Rewrite the LLVM commit post between "Merged to 6.0" and "modifying its inputs.", inclusive, with "AVX-512" in place of "AVX512".

Passage provided -
/---
[llvm] r322644 - [X86] Don't mutate shuffle arguments after early-out for AVX512

Hans Wennborg via llvm-commits llvm-commits at lists.llvm.org
Thu Jan 18 03:39:03 PST 2018


Merged to 6.0 in r322840.

On Wed, Jan 17, 2018 at 2:01 PM, Benjamin Kramer via llvm-commits
<llvm-commits at lists.llvm.org> wrote:
> Author: d0k
> Date: Wed Jan 17 05:01:06 2018
> New Revision: 322644
>
> URL: http://llvm.org/viewvc/llvm-project?rev=322644&view=rev
> Log:
> [X86] Don't mutate shuffle arguments after early-out for AVX512
>
> The match* functions have the annoying behavior of modifying its inputs.
> Save and restore the inputs, just in case the early out for AVX512 is
> hit. This is still not great and its only a matter of time this kind of
> bug happens again, but I couldn't come up with a better pattern without
> rewriting significant chunks of this code. Fixes PR35977.
>
> Modified:
>     llvm/trunk/lib/Target/X86/X86ISelLowering.cpp
>     llvm/trunk/test/CodeGen/X86/avx512-shuffles/partial_permute.ll
>
> Modified: llvm/trunk/lib/Target/X86/X86ISelLowering.cpp
> URL: http://llvm.org/viewvc/llvm-project/llvm/trunk/lib/Target/X86/X86ISelLowering.cpp?rev=322644&r1=322643&r2=322644&view=diff
> ==============================================================================
> --- llvm/trunk/lib/Target/X86/X86ISelLowering.cpp (original)
> +++ llvm/trunk/lib/Target/X86/X86ISelLowering.cpp Wed Jan 17 05:01:06 2018
> @@ -28588,13 +28588,14 @@ static SDValue combineX86ShuffleChain(Ar
>        }
>      }
>
> +    SDValue NewV1 = V1; // Save operand in case early exit happens.
>      if (matchUnaryVectorShuffle(MaskVT, Mask, AllowFloatDomain, AllowIntDomain,
> -                                V1, DL, DAG, Subtarget, Shuffle, ShuffleSrcVT,
> -                                ShuffleVT) &&
> +                                NewV1, DL, DAG, Subtarget, Shuffle,
> +                                ShuffleSrcVT, ShuffleVT) &&
>          (!IsEVEXShuffle || (NumRootElts == ShuffleVT.getVectorNumElements()))) {
>        if (Depth == 1 && Root.getOpcode() == Shuffle)
>          return SDValue(); // Nothing to do!
\---
Extracted information -
/---
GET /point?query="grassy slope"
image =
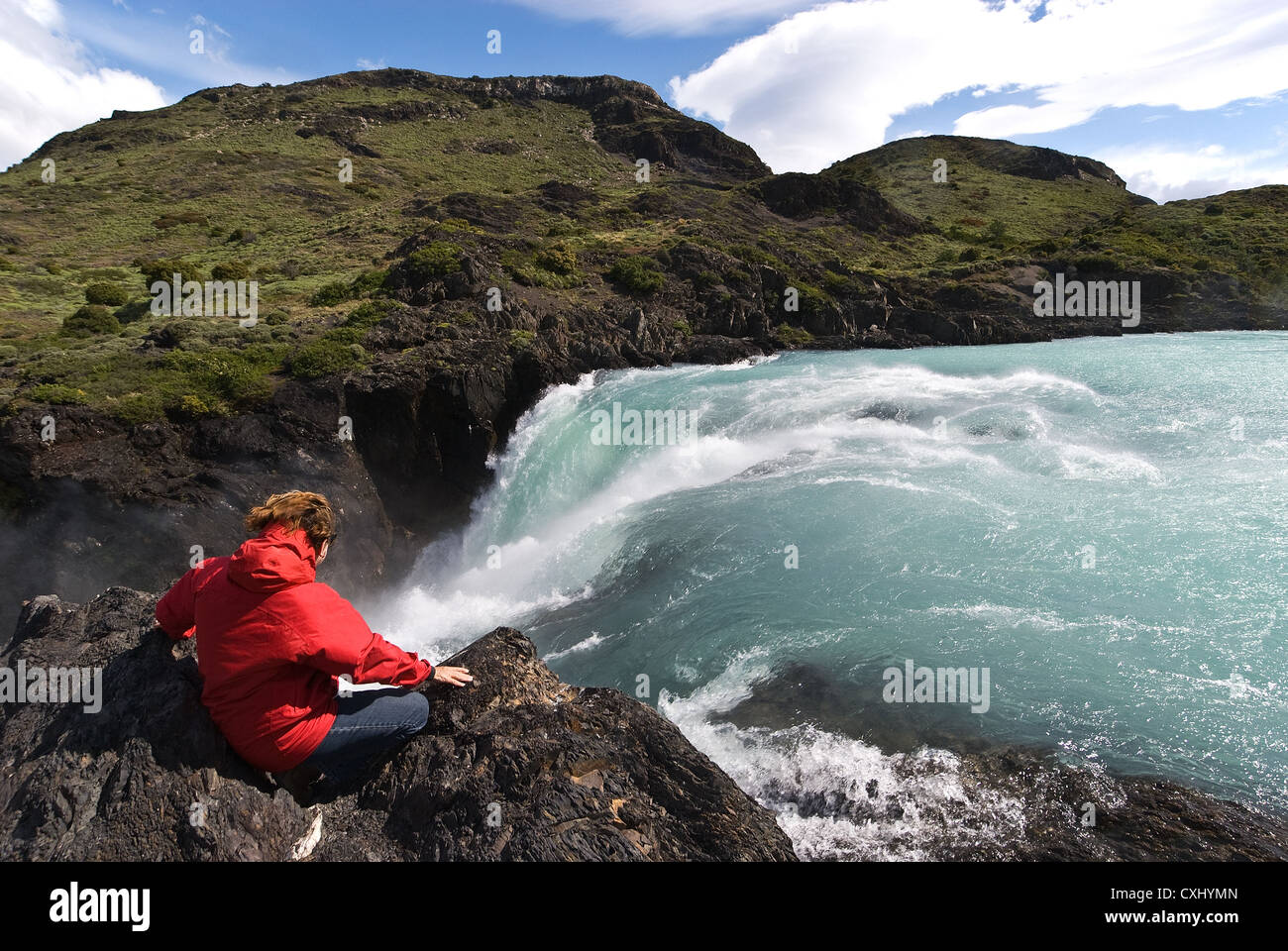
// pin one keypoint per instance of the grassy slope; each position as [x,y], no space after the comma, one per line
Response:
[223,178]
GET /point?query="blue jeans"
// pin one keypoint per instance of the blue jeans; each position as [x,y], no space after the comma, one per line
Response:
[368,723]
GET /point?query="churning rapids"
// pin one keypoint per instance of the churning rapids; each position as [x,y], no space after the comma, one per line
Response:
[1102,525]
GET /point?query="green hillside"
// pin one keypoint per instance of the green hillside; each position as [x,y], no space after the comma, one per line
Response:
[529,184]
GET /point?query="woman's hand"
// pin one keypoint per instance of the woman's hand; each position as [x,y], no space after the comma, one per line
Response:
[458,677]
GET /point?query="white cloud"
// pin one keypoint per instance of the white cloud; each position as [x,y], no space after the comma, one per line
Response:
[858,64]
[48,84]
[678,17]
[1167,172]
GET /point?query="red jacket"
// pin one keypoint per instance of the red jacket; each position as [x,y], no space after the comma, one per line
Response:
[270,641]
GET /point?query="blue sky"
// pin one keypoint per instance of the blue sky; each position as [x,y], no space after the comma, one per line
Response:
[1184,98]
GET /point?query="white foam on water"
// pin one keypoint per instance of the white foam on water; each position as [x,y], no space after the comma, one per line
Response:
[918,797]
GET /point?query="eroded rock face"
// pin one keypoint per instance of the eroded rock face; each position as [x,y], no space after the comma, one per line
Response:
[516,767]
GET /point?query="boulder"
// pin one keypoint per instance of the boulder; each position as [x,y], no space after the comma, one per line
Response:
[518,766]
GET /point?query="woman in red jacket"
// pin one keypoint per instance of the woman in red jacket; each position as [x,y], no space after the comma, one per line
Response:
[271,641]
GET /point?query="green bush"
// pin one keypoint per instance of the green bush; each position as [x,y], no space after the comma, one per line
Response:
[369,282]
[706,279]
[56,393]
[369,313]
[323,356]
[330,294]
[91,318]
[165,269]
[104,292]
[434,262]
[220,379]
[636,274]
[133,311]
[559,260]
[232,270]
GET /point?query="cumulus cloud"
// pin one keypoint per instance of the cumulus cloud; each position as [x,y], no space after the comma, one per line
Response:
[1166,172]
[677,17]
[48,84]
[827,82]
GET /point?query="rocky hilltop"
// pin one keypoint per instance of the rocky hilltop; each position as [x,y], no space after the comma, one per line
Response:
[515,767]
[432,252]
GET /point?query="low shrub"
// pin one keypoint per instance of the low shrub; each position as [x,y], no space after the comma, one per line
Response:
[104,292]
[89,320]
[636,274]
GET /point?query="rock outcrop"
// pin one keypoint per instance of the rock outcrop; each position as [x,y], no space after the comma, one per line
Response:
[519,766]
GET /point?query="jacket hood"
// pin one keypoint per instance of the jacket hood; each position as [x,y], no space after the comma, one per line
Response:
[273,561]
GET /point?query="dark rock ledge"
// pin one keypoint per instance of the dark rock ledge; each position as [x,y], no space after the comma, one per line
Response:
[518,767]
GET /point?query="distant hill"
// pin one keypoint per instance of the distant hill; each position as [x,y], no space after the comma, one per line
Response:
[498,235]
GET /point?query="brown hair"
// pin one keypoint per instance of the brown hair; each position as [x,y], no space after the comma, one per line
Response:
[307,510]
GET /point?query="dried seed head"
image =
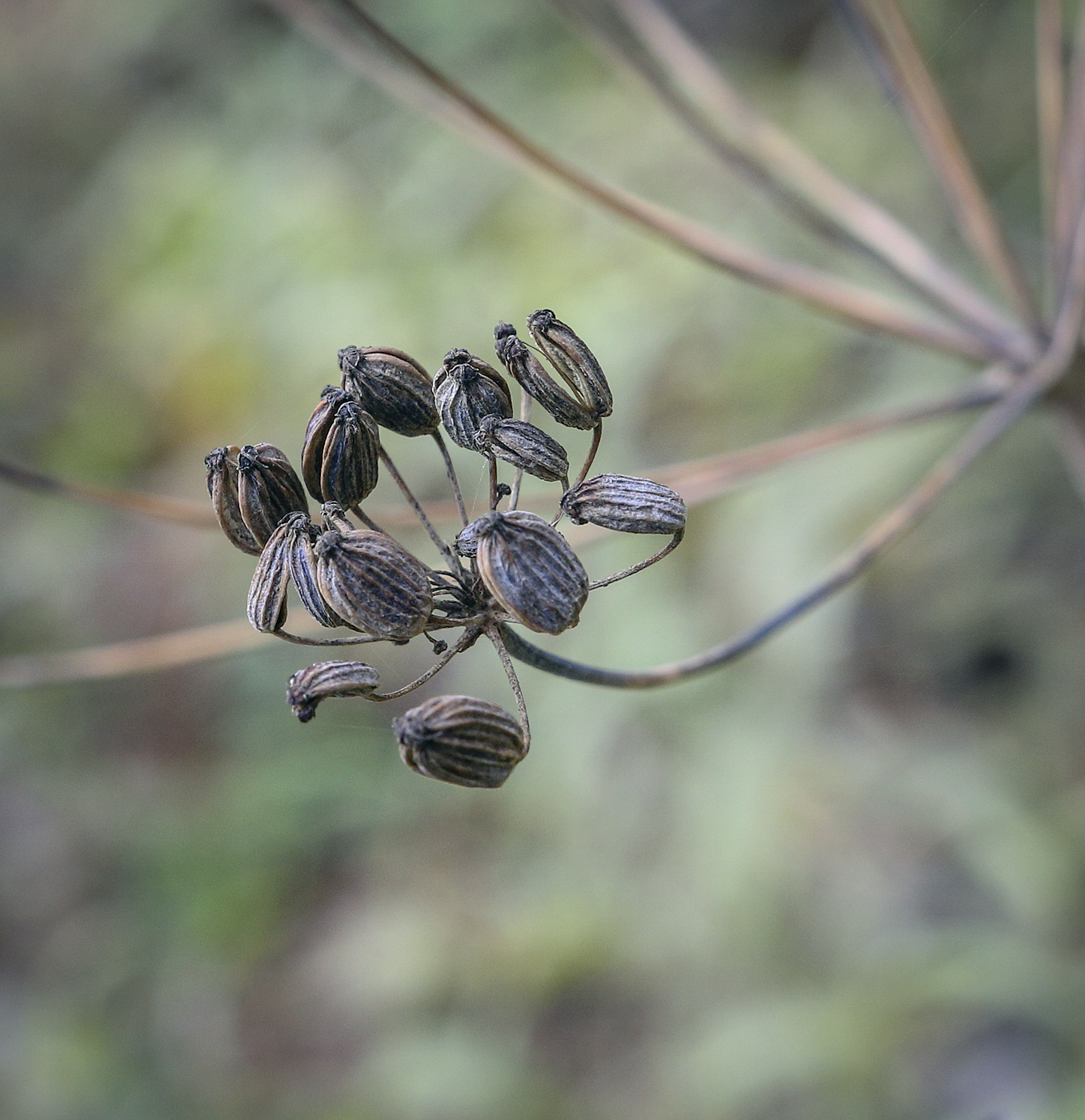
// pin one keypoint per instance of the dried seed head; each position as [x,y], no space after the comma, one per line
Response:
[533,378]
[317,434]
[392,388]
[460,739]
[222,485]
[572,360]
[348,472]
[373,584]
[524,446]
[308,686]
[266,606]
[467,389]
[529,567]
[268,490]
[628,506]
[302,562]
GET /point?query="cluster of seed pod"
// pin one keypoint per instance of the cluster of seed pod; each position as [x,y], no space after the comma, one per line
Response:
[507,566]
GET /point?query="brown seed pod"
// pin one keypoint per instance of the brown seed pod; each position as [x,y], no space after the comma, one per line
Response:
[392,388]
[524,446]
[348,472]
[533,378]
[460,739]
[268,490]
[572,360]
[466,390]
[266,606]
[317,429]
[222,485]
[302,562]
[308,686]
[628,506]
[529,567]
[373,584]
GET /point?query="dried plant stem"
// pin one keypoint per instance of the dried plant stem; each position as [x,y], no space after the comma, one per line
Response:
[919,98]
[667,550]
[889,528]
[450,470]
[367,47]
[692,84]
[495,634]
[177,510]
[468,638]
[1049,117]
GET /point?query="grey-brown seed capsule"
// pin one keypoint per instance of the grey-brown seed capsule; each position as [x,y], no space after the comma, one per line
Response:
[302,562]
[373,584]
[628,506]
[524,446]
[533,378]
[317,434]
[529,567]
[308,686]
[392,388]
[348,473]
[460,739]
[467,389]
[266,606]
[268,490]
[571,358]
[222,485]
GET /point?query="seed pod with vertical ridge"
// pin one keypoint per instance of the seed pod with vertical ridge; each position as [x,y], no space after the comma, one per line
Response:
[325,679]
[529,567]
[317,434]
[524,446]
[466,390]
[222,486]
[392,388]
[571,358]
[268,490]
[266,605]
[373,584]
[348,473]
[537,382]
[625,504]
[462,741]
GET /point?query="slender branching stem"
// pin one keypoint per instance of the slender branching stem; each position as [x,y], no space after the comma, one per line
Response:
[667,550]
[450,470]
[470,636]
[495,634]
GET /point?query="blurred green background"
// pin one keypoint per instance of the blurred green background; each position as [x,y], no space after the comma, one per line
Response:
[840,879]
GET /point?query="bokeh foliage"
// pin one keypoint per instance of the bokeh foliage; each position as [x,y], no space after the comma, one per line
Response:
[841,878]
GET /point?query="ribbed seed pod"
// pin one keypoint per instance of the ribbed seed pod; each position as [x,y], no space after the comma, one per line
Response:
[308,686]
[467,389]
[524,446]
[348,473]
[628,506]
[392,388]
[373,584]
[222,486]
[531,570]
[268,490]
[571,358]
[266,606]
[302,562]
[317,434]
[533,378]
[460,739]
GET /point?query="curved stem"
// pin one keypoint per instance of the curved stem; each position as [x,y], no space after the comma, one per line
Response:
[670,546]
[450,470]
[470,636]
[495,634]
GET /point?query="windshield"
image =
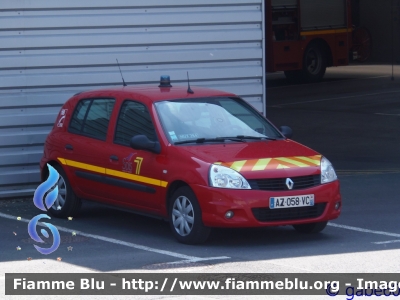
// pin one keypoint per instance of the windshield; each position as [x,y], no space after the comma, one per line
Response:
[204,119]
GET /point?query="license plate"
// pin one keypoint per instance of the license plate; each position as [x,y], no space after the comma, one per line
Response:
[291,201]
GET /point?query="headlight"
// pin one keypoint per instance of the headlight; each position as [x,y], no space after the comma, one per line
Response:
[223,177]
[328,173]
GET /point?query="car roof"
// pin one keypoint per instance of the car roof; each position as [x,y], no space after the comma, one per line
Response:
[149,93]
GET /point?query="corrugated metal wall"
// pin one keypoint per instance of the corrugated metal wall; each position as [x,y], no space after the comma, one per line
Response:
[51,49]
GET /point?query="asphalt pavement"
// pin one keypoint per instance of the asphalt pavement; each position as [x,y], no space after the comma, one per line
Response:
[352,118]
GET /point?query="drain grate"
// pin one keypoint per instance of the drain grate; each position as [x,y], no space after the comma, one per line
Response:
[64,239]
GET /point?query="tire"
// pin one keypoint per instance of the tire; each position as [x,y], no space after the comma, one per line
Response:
\---
Task solution -
Merged to 6.0 in r322840.

On Wed, Jan 17, 2018 at 2:01 PM, Benjamin Kramer via llvm-commits
<llvm-commits at lists.llvm.org> wrote:
> Author: d0k
> Date: Wed Jan 17 05:01:06 2018
> New Revision: 322644
>
> URL: http://llvm.org/viewvc/llvm-project?rev=322644&view=rev
> Log:
> [X86] Don't mutate shuffle arguments after early-out for AVX-512
>
> The match* functions have the annoying behavior of modifying its inputs.